§ **INFORMATION SHOWN**:
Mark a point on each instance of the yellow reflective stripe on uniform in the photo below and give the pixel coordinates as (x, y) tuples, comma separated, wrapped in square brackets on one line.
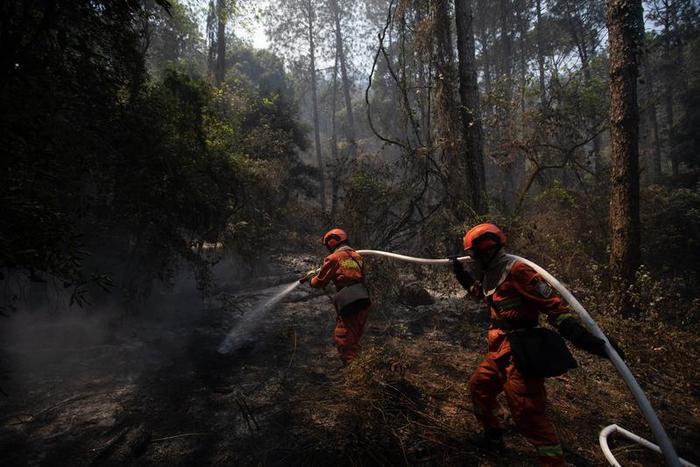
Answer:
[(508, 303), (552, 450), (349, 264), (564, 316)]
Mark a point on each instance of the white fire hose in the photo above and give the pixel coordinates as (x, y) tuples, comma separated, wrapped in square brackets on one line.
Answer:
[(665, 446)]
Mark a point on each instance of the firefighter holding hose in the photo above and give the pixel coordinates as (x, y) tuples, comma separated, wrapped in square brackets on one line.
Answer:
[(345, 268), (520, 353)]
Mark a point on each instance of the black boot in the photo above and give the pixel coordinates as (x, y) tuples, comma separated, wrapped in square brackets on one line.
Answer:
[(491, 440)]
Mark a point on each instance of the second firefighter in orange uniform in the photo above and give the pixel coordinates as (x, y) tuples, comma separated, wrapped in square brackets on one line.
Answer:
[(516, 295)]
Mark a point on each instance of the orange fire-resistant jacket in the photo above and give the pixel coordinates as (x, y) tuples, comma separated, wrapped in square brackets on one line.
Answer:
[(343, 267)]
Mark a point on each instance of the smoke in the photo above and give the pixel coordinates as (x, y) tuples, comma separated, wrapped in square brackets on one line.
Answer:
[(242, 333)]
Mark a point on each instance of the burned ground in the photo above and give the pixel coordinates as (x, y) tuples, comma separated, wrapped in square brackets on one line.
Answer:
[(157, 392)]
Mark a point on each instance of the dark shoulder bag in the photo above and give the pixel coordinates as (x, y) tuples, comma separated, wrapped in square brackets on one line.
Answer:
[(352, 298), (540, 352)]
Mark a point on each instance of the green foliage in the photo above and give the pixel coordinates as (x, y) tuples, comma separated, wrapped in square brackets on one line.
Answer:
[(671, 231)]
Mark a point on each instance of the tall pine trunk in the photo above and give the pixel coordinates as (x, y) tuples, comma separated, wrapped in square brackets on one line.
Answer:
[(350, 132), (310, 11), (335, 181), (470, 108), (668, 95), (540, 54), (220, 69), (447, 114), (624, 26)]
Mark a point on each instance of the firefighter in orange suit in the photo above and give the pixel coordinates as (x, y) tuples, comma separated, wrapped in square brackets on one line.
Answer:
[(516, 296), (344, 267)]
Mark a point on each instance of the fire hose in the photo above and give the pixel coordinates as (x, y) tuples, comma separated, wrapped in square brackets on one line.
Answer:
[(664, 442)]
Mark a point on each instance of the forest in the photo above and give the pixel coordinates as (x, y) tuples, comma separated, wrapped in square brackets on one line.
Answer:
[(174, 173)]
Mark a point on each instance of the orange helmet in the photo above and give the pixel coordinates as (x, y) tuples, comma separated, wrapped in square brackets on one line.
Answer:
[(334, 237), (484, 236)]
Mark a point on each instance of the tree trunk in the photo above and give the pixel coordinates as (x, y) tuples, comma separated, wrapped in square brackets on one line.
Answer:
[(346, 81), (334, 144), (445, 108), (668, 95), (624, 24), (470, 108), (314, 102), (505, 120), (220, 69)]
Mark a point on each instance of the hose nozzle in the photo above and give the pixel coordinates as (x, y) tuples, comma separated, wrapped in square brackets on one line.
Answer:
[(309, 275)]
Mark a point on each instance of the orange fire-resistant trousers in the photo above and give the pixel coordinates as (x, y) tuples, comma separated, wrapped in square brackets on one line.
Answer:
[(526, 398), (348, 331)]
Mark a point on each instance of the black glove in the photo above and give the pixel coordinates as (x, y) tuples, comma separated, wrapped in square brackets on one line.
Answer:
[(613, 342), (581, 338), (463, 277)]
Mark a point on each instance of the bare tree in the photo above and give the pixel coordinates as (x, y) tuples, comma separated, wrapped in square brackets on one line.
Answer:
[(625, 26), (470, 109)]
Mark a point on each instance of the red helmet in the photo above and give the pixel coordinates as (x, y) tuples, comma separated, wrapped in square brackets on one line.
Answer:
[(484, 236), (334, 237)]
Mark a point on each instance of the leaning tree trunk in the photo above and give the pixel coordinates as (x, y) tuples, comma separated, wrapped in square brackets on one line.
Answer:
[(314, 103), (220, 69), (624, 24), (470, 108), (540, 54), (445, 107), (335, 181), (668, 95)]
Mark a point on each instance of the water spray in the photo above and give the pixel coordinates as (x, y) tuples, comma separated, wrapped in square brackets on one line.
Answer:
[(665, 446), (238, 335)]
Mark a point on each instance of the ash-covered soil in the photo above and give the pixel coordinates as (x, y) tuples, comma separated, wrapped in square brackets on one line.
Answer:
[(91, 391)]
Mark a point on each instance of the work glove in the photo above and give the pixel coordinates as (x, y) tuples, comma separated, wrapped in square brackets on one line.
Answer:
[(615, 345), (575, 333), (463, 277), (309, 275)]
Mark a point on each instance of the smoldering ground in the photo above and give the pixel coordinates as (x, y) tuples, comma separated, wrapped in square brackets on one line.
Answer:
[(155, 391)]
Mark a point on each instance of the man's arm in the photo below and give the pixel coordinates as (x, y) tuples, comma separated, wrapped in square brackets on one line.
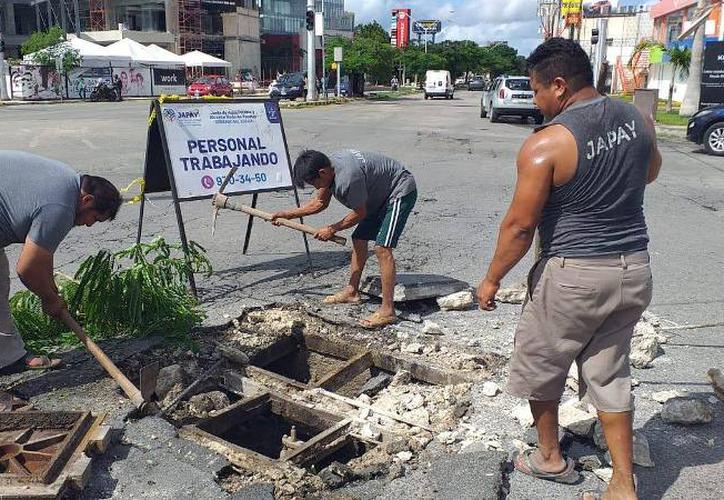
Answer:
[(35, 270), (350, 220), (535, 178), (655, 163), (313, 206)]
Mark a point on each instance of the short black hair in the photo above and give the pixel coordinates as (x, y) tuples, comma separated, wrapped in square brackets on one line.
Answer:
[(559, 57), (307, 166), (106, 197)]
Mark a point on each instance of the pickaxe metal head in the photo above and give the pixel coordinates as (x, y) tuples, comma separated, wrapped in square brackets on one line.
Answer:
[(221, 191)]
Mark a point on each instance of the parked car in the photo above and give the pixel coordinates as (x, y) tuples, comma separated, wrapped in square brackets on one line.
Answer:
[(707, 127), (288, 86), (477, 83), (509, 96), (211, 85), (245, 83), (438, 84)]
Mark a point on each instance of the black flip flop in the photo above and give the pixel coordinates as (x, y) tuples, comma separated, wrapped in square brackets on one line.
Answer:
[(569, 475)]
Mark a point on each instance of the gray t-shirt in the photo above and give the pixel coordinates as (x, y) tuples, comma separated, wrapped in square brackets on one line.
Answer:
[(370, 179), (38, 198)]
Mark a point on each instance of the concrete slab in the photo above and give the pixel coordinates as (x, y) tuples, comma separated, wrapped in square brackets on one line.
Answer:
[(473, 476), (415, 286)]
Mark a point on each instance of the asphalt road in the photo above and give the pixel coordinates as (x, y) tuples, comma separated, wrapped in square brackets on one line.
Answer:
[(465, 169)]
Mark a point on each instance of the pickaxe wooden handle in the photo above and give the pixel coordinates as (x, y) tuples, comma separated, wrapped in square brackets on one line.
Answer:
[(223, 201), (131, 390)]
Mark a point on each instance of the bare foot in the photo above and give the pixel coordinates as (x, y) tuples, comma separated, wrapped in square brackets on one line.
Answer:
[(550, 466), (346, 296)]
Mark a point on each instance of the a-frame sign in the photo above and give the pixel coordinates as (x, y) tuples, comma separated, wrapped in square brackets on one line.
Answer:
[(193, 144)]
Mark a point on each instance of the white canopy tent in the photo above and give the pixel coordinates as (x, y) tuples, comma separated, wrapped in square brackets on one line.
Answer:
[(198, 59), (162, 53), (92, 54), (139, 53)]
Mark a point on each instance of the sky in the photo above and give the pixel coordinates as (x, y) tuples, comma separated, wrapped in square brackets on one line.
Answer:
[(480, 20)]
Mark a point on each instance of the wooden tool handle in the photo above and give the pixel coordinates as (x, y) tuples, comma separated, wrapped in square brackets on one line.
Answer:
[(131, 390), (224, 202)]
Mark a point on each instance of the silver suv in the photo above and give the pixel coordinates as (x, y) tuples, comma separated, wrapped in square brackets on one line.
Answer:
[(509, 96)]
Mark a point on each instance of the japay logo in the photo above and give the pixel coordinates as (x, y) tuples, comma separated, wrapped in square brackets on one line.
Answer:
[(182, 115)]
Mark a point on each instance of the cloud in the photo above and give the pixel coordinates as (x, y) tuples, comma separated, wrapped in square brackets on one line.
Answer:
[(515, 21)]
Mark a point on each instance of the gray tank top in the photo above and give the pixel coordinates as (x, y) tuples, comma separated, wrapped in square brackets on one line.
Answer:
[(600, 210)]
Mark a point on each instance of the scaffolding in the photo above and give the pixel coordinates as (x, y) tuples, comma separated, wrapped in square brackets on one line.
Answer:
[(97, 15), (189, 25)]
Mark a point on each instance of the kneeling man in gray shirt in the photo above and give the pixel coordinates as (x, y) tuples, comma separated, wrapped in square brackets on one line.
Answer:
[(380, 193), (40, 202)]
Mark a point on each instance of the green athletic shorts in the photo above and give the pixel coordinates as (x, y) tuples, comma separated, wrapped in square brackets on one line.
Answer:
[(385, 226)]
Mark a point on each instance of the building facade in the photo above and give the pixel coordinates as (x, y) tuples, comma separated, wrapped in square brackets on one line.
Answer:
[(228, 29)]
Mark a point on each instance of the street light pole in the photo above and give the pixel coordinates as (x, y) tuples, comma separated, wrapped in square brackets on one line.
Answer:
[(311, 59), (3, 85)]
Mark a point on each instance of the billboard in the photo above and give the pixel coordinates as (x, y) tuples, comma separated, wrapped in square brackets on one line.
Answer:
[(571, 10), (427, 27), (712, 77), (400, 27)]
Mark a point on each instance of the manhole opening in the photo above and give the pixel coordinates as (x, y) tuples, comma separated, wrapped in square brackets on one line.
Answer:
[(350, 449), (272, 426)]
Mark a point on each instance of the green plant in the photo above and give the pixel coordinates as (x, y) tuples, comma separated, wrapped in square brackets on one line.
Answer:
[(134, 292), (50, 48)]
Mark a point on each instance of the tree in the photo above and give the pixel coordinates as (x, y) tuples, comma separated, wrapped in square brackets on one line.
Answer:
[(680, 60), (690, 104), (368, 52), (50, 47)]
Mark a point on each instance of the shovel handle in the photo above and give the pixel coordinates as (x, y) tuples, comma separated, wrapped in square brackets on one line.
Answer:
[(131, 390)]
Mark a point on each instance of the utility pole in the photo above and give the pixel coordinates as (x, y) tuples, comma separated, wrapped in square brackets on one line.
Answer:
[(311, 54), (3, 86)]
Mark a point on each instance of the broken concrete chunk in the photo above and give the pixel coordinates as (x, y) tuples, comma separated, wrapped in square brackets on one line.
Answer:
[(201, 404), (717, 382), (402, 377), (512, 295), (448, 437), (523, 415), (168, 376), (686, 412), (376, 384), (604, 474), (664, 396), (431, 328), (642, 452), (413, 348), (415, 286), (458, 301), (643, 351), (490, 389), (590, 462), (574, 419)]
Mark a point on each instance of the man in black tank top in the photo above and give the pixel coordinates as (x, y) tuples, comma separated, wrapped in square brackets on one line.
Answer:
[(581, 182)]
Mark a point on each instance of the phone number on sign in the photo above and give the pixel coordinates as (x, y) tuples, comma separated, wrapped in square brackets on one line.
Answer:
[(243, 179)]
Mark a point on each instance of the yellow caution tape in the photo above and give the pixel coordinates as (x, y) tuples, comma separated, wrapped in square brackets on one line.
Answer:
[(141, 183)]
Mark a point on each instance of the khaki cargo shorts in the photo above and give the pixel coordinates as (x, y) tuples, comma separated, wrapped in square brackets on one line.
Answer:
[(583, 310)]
==
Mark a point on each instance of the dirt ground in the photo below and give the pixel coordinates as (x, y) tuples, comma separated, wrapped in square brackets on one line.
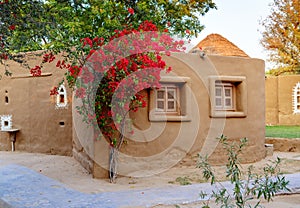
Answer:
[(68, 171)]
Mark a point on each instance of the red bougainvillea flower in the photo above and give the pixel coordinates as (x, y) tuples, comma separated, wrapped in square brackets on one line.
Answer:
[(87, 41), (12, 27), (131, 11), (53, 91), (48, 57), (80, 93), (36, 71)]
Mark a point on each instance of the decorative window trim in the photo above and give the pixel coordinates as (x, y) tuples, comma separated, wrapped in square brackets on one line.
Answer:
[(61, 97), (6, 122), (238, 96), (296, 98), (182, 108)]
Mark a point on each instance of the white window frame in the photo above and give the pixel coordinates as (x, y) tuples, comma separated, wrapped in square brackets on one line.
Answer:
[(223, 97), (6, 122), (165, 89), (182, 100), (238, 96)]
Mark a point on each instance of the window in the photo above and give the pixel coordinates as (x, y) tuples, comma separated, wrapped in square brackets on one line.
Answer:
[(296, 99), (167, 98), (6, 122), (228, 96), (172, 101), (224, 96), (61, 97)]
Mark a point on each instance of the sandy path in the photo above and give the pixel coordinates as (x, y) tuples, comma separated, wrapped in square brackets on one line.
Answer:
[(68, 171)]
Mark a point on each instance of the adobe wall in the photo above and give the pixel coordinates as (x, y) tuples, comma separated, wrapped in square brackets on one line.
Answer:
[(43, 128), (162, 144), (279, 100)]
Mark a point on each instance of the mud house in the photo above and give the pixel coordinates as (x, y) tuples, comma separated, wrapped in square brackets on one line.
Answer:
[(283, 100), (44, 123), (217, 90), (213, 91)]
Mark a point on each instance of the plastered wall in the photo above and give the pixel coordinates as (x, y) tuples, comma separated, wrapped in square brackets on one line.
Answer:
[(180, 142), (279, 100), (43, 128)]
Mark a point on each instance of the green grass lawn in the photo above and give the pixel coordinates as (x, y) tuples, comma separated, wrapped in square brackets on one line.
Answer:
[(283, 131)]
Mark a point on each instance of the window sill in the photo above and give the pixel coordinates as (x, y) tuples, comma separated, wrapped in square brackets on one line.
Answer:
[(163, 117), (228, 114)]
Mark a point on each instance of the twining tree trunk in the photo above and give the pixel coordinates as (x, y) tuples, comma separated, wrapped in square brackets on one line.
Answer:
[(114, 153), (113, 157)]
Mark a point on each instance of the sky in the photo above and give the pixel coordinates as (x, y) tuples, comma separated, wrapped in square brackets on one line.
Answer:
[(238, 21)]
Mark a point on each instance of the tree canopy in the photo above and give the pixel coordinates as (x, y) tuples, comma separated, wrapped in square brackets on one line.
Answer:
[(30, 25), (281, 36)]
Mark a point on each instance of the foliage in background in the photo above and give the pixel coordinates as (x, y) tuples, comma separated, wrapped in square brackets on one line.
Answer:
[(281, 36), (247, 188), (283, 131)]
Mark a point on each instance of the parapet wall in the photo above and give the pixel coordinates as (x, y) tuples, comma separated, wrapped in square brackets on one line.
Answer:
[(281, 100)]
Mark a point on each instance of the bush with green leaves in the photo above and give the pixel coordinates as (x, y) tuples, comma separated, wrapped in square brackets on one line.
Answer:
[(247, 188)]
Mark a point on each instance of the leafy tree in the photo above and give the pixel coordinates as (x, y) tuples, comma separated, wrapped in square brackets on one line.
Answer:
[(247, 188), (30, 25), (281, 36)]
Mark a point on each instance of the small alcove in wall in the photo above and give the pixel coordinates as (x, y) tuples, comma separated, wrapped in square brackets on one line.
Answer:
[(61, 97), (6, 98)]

§ **REQUIRED ACTION**: Go through the records and report each line that contains "tank".

§ **RESPONSE TO THIS EXERCISE**:
Mark a point on each instance of the gray tank top in the photo above and give the pixel coordinates as (x, y) tuples, comma separated, wrapped in square brackets on one line.
Mark a point on each instance of the man in black tank top in the photo above and give the pixel coordinates as (x, y) tuples, comma separated, wrapped in square brackets on one line.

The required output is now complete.